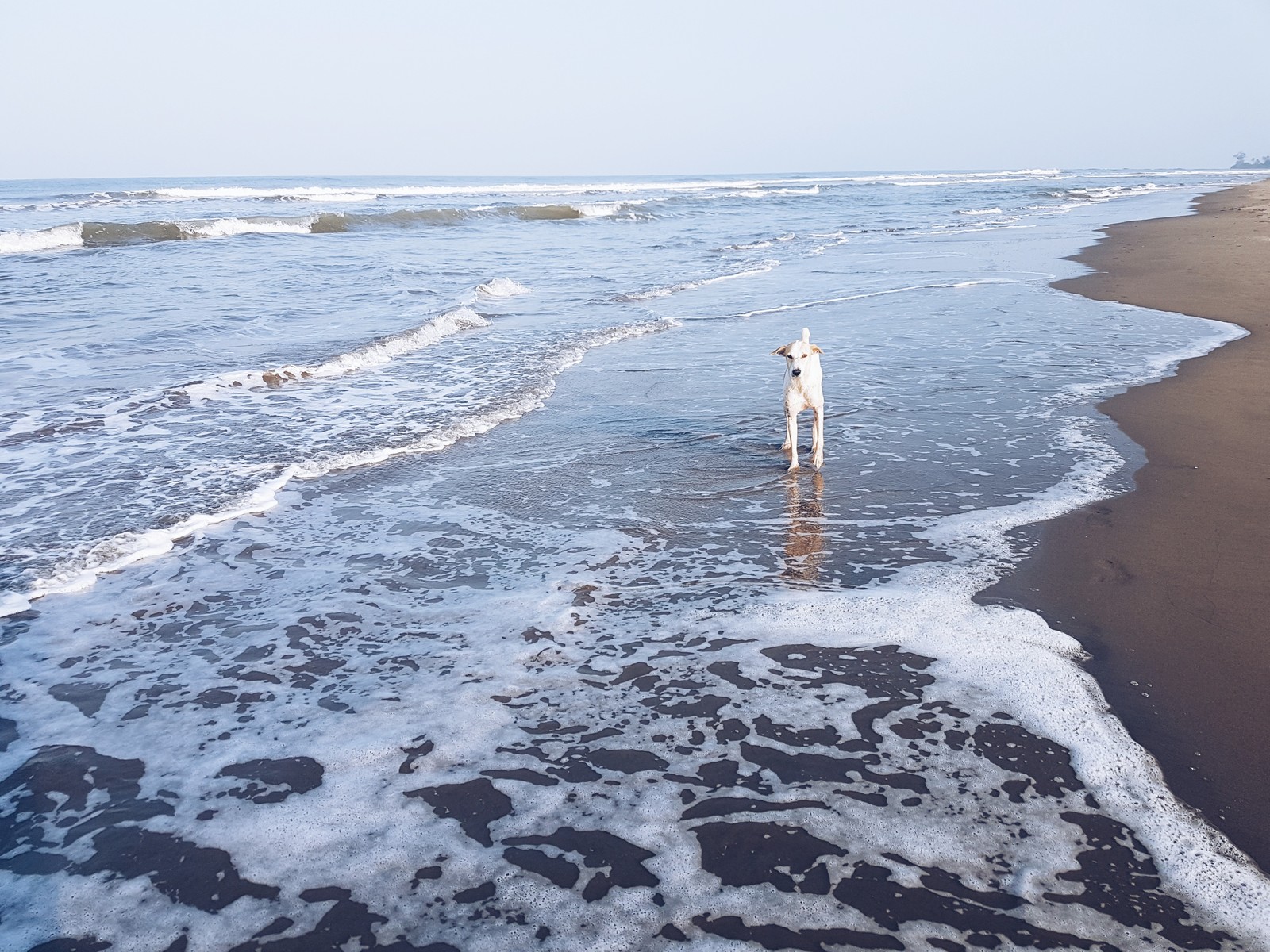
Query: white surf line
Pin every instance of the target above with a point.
(130, 547)
(864, 295)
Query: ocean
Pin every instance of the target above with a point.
(412, 564)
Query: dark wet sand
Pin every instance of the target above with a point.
(1168, 585)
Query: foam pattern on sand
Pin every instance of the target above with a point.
(393, 755)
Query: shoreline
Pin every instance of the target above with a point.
(1168, 587)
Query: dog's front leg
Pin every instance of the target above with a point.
(818, 436)
(791, 436)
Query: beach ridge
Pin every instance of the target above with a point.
(1168, 585)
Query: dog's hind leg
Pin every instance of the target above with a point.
(791, 436)
(818, 437)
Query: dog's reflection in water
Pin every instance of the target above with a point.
(804, 536)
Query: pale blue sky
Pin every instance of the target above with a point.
(290, 88)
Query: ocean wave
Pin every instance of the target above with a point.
(502, 287)
(690, 285)
(864, 295)
(761, 243)
(1086, 196)
(122, 550)
(374, 355)
(93, 234)
(16, 243)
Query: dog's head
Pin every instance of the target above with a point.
(800, 355)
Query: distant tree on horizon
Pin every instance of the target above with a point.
(1242, 162)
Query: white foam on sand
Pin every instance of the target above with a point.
(1033, 672)
(374, 355)
(16, 243)
(122, 550)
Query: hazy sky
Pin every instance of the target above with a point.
(486, 88)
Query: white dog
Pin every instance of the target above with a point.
(803, 393)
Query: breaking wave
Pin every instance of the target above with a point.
(690, 285)
(80, 571)
(93, 234)
(374, 355)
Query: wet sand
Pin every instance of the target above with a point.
(1168, 585)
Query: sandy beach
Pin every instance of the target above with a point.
(1168, 585)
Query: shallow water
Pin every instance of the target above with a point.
(435, 578)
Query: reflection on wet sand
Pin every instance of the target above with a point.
(804, 537)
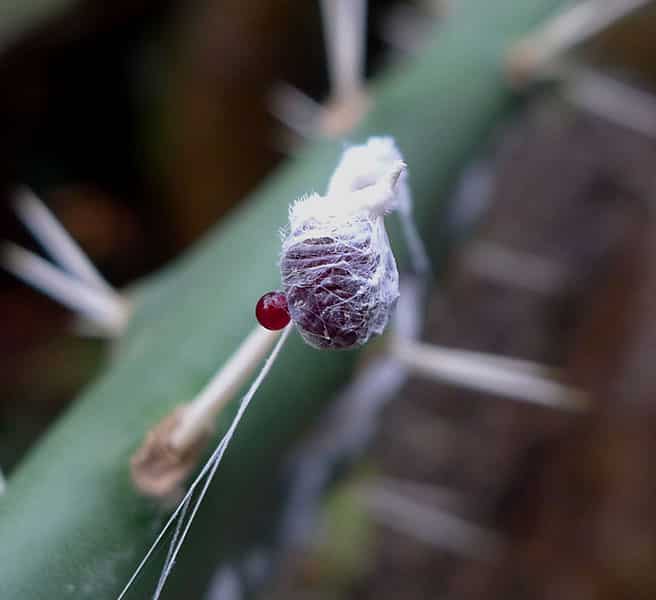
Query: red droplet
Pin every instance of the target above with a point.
(271, 311)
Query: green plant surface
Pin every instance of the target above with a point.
(71, 523)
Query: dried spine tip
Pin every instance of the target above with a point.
(337, 267)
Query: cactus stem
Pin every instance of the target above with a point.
(537, 52)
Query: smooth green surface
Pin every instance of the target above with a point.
(71, 525)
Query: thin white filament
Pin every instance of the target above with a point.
(169, 554)
(177, 545)
(210, 467)
(57, 241)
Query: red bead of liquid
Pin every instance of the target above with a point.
(271, 311)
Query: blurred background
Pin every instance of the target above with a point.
(142, 123)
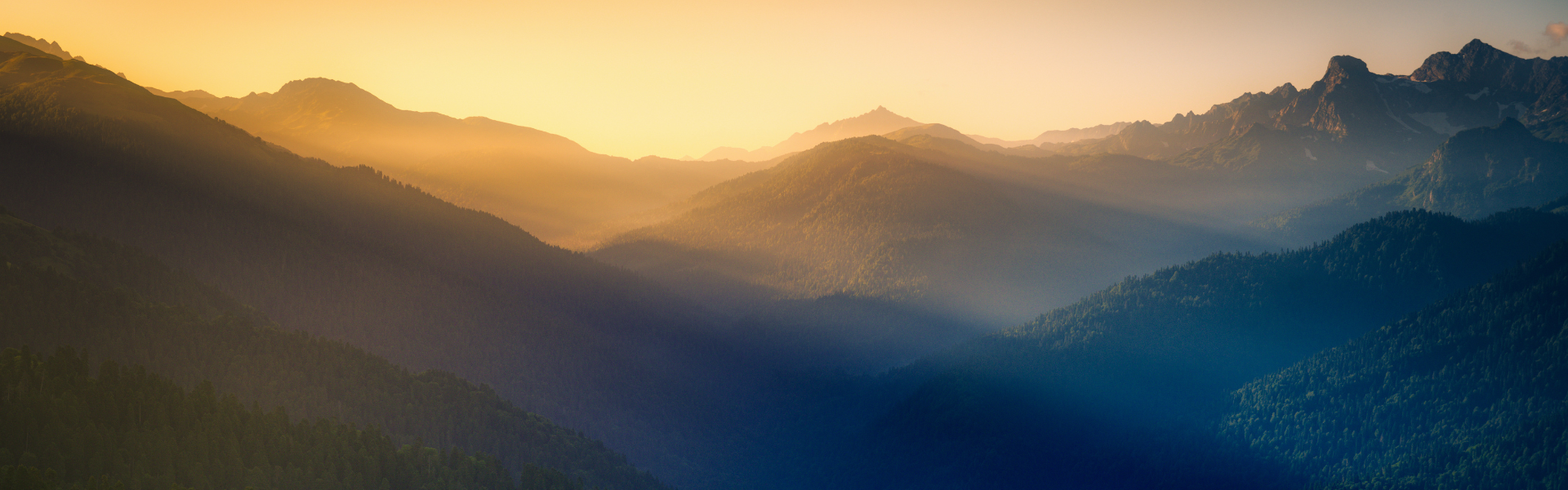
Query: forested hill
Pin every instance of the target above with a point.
(1116, 390)
(68, 289)
(924, 220)
(1467, 393)
(1474, 173)
(131, 429)
(347, 253)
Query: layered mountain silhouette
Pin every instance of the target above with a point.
(1474, 173)
(874, 122)
(1463, 393)
(44, 46)
(1117, 391)
(352, 255)
(543, 183)
(924, 219)
(61, 289)
(1352, 127)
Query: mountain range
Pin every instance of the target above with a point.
(543, 183)
(905, 308)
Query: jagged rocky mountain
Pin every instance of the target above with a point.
(1352, 126)
(1474, 173)
(44, 46)
(1058, 136)
(352, 255)
(543, 183)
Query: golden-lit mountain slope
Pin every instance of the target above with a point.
(874, 122)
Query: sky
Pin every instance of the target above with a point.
(683, 78)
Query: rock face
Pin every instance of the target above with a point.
(1535, 91)
(46, 46)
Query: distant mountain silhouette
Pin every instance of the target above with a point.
(1474, 173)
(1058, 136)
(44, 46)
(1116, 391)
(543, 183)
(1352, 127)
(925, 219)
(352, 255)
(874, 122)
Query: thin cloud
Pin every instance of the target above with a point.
(1552, 37)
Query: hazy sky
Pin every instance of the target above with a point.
(683, 78)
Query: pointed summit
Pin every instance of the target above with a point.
(1341, 68)
(1477, 47)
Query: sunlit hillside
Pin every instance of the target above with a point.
(1075, 245)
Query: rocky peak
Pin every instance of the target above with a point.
(1285, 90)
(1344, 68)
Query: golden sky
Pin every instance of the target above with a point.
(683, 78)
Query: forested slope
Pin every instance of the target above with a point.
(1117, 390)
(61, 289)
(1467, 393)
(352, 255)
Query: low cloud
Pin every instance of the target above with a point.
(1552, 37)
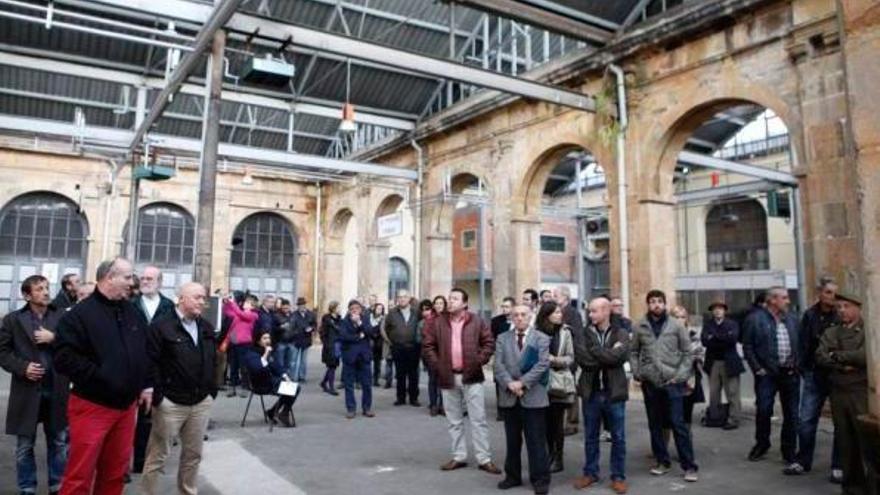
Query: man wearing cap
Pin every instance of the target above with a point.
(355, 334)
(304, 324)
(723, 364)
(842, 353)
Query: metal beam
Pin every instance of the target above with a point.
(132, 79)
(633, 15)
(213, 23)
(711, 193)
(120, 138)
(541, 17)
(271, 33)
(700, 160)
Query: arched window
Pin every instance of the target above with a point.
(42, 226)
(398, 276)
(736, 236)
(40, 233)
(264, 256)
(264, 240)
(166, 236)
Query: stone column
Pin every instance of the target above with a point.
(376, 271)
(861, 47)
(523, 254)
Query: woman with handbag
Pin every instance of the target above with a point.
(561, 389)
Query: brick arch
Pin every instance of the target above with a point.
(679, 124)
(529, 188)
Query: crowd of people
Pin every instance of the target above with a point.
(116, 373)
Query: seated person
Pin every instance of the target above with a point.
(266, 375)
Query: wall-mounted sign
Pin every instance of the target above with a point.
(390, 225)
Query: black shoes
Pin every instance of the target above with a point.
(758, 452)
(507, 484)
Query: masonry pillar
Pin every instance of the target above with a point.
(861, 47)
(652, 250)
(377, 268)
(523, 253)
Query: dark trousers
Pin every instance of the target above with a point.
(667, 403)
(846, 407)
(377, 363)
(556, 428)
(141, 437)
(358, 371)
(787, 385)
(406, 365)
(815, 390)
(520, 422)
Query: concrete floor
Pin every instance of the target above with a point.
(399, 452)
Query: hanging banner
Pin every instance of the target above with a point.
(390, 225)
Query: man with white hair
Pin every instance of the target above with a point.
(152, 304)
(182, 355)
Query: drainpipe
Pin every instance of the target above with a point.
(622, 185)
(417, 242)
(317, 245)
(108, 207)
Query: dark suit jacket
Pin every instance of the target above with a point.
(17, 350)
(760, 344)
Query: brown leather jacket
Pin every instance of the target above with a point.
(477, 348)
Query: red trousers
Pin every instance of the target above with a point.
(100, 448)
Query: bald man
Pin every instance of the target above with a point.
(181, 351)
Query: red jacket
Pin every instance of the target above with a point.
(477, 348)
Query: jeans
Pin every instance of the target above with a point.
(787, 384)
(298, 367)
(284, 355)
(667, 402)
(815, 390)
(468, 398)
(598, 410)
(358, 371)
(26, 464)
(406, 363)
(520, 422)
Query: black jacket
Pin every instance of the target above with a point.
(179, 369)
(593, 358)
(499, 325)
(813, 325)
(720, 341)
(164, 310)
(101, 345)
(760, 344)
(402, 332)
(17, 350)
(304, 326)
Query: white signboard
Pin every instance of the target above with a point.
(390, 225)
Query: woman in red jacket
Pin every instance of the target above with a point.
(240, 335)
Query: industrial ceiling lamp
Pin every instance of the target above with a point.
(348, 125)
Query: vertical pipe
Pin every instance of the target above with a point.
(417, 243)
(623, 234)
(481, 243)
(799, 247)
(318, 237)
(581, 225)
(208, 169)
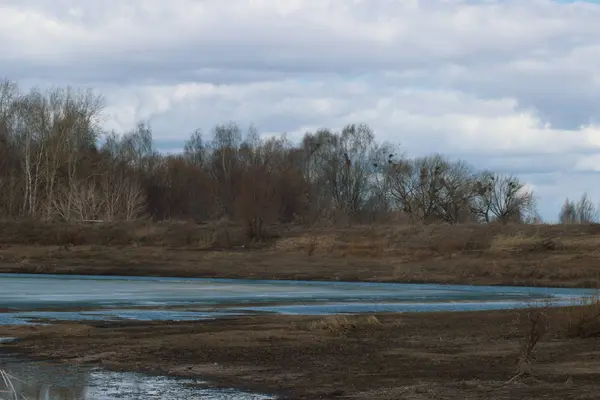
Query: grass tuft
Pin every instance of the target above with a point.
(582, 320)
(342, 323)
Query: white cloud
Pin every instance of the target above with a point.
(509, 84)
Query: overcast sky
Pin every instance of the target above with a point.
(512, 85)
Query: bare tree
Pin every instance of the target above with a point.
(195, 149)
(582, 212)
(501, 197)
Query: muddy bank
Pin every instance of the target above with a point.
(413, 356)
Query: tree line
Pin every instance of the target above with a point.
(56, 163)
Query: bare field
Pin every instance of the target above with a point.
(477, 355)
(536, 255)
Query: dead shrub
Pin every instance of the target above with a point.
(532, 325)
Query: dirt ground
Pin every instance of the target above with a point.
(411, 356)
(532, 255)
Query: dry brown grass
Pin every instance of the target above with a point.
(582, 320)
(342, 324)
(493, 254)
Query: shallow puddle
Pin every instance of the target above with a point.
(43, 381)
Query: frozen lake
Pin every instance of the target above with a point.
(26, 298)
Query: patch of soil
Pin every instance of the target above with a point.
(393, 356)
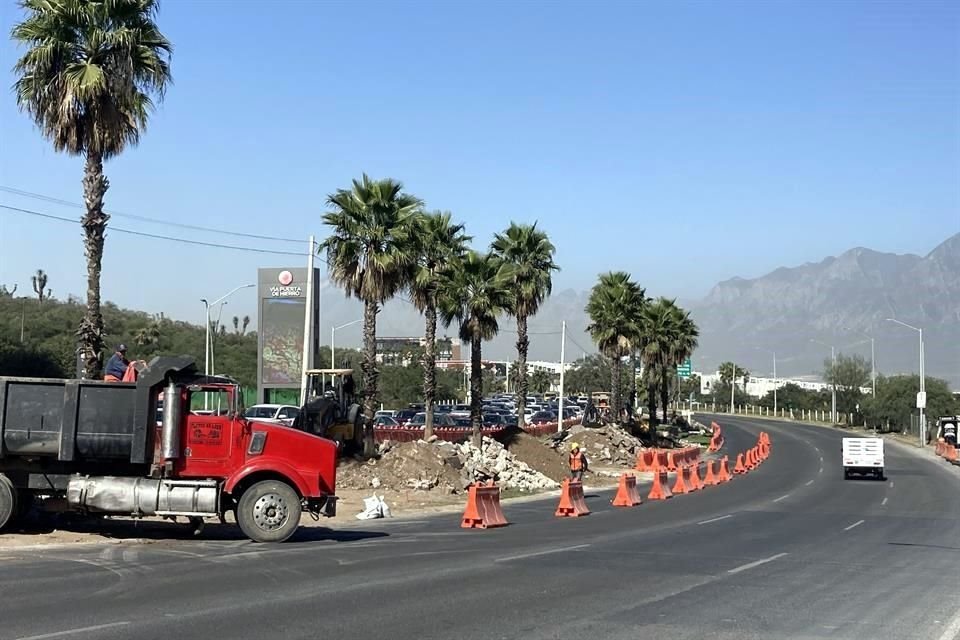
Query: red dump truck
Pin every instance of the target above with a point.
(146, 449)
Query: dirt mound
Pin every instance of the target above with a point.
(538, 454)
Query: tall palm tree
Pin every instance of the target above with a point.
(476, 290)
(370, 254)
(439, 242)
(614, 308)
(89, 79)
(530, 252)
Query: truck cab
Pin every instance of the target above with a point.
(91, 446)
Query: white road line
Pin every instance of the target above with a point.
(855, 524)
(715, 519)
(541, 553)
(952, 632)
(69, 632)
(751, 565)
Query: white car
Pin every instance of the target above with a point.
(283, 414)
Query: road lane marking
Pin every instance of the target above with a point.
(751, 565)
(69, 632)
(541, 553)
(715, 519)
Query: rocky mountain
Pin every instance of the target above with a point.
(835, 301)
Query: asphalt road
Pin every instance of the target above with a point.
(788, 551)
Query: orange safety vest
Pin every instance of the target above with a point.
(576, 461)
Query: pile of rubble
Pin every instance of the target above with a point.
(442, 466)
(607, 445)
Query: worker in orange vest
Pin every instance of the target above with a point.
(578, 462)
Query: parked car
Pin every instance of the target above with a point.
(283, 414)
(404, 416)
(441, 420)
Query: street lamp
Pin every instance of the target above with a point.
(333, 337)
(833, 374)
(873, 361)
(774, 354)
(207, 346)
(922, 397)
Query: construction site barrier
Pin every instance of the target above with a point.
(627, 495)
(572, 503)
(483, 507)
(660, 489)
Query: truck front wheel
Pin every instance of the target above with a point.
(8, 501)
(269, 511)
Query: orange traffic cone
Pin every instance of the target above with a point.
(739, 468)
(679, 487)
(659, 490)
(709, 480)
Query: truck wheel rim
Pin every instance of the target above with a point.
(270, 511)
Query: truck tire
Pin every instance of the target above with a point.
(8, 502)
(269, 511)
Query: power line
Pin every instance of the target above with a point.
(156, 236)
(193, 227)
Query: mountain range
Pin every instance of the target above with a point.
(838, 301)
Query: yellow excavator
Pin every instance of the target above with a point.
(331, 410)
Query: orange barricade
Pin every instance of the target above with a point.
(739, 468)
(660, 489)
(572, 504)
(483, 507)
(693, 477)
(724, 474)
(709, 480)
(679, 487)
(627, 495)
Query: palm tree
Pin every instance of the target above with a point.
(370, 255)
(530, 252)
(476, 290)
(39, 280)
(89, 79)
(439, 242)
(614, 308)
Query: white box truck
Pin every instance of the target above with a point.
(863, 456)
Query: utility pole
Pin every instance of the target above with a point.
(563, 340)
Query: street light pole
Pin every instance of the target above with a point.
(923, 388)
(207, 305)
(333, 337)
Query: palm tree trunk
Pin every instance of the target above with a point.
(476, 388)
(523, 344)
(94, 224)
(615, 383)
(429, 369)
(370, 373)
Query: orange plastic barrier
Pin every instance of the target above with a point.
(572, 503)
(709, 480)
(693, 477)
(660, 489)
(483, 507)
(724, 474)
(739, 468)
(627, 495)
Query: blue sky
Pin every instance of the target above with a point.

● **BRIEF**
Copy the lines from the start of the records up to and including the line with "(1168, 587)", keeping each line as it appears. Leave the pictures out of your copy.

● **REPLY**
Query: white surf line
Pin every instance of the target above with a point.
(130, 547)
(864, 295)
Query: ocean
Pin every instance of the target above with a point.
(412, 564)
Query: dark wet sand
Pin every instance of the target above with a point.
(1168, 585)
Query: foam pattern on sand
Pin every instance of the target above with a point.
(393, 755)
Query: shoreline
Pin every instance of the target above with a point.
(1168, 587)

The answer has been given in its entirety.